__Your instructions__. Write out the entries below once more, exactly.

· · · ·

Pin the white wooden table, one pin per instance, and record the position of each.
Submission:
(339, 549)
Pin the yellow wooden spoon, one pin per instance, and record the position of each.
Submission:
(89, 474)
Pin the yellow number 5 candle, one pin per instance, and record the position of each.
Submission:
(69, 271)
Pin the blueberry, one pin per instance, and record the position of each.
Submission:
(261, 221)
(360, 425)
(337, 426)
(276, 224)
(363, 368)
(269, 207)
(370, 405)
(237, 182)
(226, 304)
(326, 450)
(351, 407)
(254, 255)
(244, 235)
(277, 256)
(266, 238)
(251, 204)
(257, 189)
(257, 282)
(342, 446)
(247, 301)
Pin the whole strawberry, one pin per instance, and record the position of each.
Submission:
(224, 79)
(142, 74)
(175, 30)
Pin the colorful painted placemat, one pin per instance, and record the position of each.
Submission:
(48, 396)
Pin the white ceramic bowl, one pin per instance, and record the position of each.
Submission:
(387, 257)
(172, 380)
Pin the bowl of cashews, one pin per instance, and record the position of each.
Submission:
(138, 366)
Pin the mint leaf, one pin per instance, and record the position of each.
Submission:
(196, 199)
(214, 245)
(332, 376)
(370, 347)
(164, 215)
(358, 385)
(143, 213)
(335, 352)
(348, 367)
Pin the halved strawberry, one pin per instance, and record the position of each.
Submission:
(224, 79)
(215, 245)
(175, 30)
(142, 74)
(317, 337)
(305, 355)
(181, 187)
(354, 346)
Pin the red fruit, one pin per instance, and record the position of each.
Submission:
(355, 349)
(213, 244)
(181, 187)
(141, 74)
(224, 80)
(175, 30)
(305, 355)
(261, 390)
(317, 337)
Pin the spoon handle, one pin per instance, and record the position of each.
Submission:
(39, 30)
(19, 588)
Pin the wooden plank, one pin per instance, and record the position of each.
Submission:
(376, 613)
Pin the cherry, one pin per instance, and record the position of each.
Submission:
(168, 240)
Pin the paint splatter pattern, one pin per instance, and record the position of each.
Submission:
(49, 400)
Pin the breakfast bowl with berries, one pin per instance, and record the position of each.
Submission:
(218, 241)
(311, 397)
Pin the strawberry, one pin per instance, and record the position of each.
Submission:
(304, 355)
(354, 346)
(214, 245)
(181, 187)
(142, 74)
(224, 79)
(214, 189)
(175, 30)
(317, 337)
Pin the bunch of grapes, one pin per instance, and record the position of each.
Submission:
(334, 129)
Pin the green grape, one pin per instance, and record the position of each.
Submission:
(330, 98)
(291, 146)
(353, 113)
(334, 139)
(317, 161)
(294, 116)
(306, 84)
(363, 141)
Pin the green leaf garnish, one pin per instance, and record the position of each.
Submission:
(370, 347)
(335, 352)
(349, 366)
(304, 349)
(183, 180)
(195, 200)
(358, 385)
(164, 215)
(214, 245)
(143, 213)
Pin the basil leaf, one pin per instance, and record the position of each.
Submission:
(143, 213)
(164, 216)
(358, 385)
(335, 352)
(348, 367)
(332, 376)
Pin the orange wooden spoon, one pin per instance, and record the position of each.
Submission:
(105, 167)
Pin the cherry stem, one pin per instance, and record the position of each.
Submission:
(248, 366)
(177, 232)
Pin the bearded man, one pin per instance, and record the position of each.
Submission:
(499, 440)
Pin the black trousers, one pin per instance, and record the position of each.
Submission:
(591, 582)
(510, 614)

· · · ·

__Result__.
Pin the white wooden table, one pin per instance, and record the position of each.
Submission:
(339, 549)
Pin the yellow wooden spoon, one pin per instance, and record the position of each.
Submission:
(89, 474)
Pin the yellow number 5 candle, one pin per instance, and record the position of each.
Submission:
(69, 271)
Pin the blueberry, one pin per instance, and record the position of each.
Submission:
(261, 221)
(360, 425)
(337, 426)
(276, 224)
(363, 368)
(269, 207)
(370, 405)
(237, 182)
(226, 304)
(326, 450)
(351, 407)
(254, 255)
(244, 235)
(277, 256)
(266, 238)
(251, 204)
(257, 189)
(257, 282)
(342, 446)
(247, 301)
Pin the whole strawberry, one pin per instance, and record the position of each.
Submission:
(224, 79)
(142, 74)
(175, 30)
Pin the colorful painted placemat, one pin per instance, and record the position of each.
Submission:
(48, 396)
Pin the white ceramic bowl, one pin per instance, and record the position of each.
Submission:
(387, 257)
(172, 380)
Pin the bowl of cashews, one pin per instance, and record the position of each.
Submission:
(138, 366)
Pin the mint leaf, one pin per instance, and record the position of each.
Submission:
(196, 199)
(214, 245)
(332, 376)
(370, 347)
(164, 215)
(358, 385)
(143, 213)
(335, 352)
(348, 367)
Pin the halved strawberry, one pin per instance, and record the position of each.
Submission:
(224, 79)
(215, 245)
(175, 30)
(142, 74)
(317, 337)
(305, 355)
(181, 187)
(354, 346)
Pin the red fruit, one pin per instance, and record the position of each.
Submission:
(355, 349)
(213, 244)
(181, 187)
(141, 74)
(224, 80)
(175, 30)
(305, 355)
(261, 390)
(317, 337)
Pin the spoon handle, one pin per instance, and record the position of each.
Submission:
(39, 30)
(19, 588)
Pin the wooden plank, one pin per instance, and record the position of each.
Submission:
(376, 613)
Pin the cherry, one pin per instance, and record the position of each.
Submission:
(168, 240)
Pin the paint splatter pattern, one pin per instance, and record the position of each.
Submission:
(49, 400)
Pin the breakfast bowl with berries, one pin per instance, and record the position of each.
Submission:
(218, 241)
(311, 397)
Pin the strawberry, one pin per instance, and record the position of each.
Submission:
(304, 355)
(354, 346)
(214, 245)
(181, 187)
(142, 74)
(224, 79)
(214, 189)
(175, 30)
(317, 337)
Pin the bunch of grapes, one pin per instance, and record the position of each.
Submission:
(334, 129)
Pin the green grape, one pin per instance, and record the position of each.
Submission:
(330, 98)
(291, 146)
(353, 113)
(334, 139)
(317, 161)
(294, 116)
(306, 84)
(363, 141)
Pin the green leaf garnish, one pin per instance, and record the position of each.
Submission:
(370, 347)
(335, 352)
(349, 366)
(304, 349)
(183, 180)
(195, 200)
(358, 385)
(164, 215)
(214, 245)
(143, 213)
Pin the basil leaf, one pin per instance, and record the position of each.
Submission:
(143, 213)
(164, 216)
(358, 385)
(335, 352)
(348, 367)
(332, 376)
Pin the orange wooden spoon, one pin per instance, and record the position of each.
Submission:
(105, 167)
Pin the cherry stem, one pin per instance, and record the position of each.
Submission:
(248, 366)
(177, 232)
Pin the bearded man, one pin per instance, and record the position of each.
Submission:
(499, 440)
Pin the black trousers, one pin per instance, and record the position of each.
Submission:
(591, 582)
(510, 614)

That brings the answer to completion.